From the data below, repeat everything exactly except the images.

---

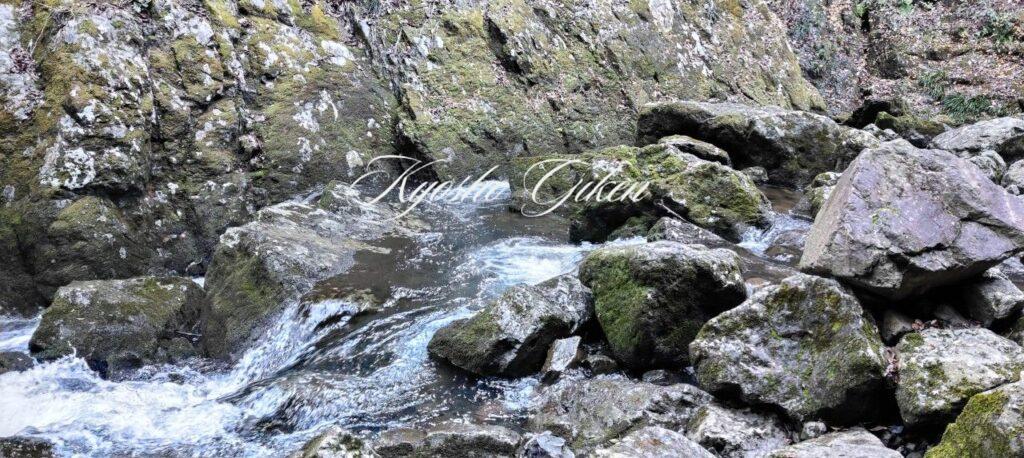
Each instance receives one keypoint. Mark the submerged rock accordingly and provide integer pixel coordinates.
(121, 324)
(735, 433)
(804, 345)
(591, 412)
(450, 439)
(940, 369)
(651, 299)
(991, 425)
(854, 443)
(1003, 135)
(794, 147)
(869, 233)
(511, 335)
(654, 442)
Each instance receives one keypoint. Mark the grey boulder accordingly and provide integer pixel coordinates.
(804, 345)
(940, 369)
(870, 232)
(651, 299)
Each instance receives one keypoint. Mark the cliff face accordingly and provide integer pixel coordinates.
(956, 59)
(134, 133)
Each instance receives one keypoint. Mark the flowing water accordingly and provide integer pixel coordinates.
(321, 364)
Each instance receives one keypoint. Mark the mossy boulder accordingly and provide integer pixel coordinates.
(990, 426)
(511, 335)
(804, 345)
(941, 369)
(118, 325)
(651, 299)
(793, 147)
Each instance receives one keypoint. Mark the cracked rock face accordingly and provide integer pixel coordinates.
(804, 345)
(902, 220)
(940, 369)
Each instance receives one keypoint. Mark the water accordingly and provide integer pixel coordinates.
(320, 365)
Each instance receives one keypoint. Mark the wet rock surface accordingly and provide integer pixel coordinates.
(868, 235)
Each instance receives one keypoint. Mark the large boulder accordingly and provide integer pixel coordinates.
(990, 426)
(121, 324)
(736, 433)
(940, 369)
(869, 232)
(591, 412)
(651, 299)
(854, 443)
(511, 335)
(804, 345)
(450, 439)
(653, 442)
(794, 147)
(260, 267)
(1003, 135)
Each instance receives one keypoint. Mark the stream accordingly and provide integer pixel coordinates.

---

▶ Written reply:
Each instance receives one keypoint. Mark the submerged rock accordingly and provide integer pixel coordinates.
(121, 324)
(735, 433)
(804, 345)
(591, 412)
(450, 439)
(940, 369)
(651, 299)
(991, 425)
(854, 443)
(1003, 135)
(794, 147)
(869, 233)
(511, 335)
(654, 442)
Each instance receives one keypoint. Mark the grey boulder accordingly and provide integer pixel coordinates.
(804, 345)
(940, 369)
(870, 232)
(651, 299)
Each instance receives one keypoint. Mark the cliff face accordingly and provide integer pixel coordinates.
(956, 59)
(134, 133)
Each instance receives one keypoint. Mark the flowing water accordingly and provide integer pixel coordinates.
(321, 364)
Each instance receives one keypoint. Mark the mossy boulder accordingly and provide integer pixel coordinates.
(990, 426)
(511, 335)
(804, 345)
(941, 369)
(118, 325)
(651, 299)
(793, 147)
Each instance receives one keypoint. Mark the cracked rock face accordingly and provide integer pixel coordinates.
(804, 345)
(902, 220)
(940, 369)
Each instance receives one keypoint. Mark the water accordingly and provide integer pixel coordinates.
(320, 365)
Each instance receives one keypoint. Mark the wet rock surface accordingly and provide integer pixel coordinates.
(868, 235)
Each instance receives one keypoint. Mark the large boulder accordingly and provide integer pixel coordinates.
(990, 426)
(121, 324)
(736, 433)
(940, 369)
(869, 232)
(591, 412)
(651, 299)
(854, 443)
(511, 335)
(804, 345)
(450, 439)
(653, 442)
(794, 147)
(260, 267)
(1003, 135)
Each instance receives one keypoint. Mark the stream accordingly and provide integer pixel coordinates.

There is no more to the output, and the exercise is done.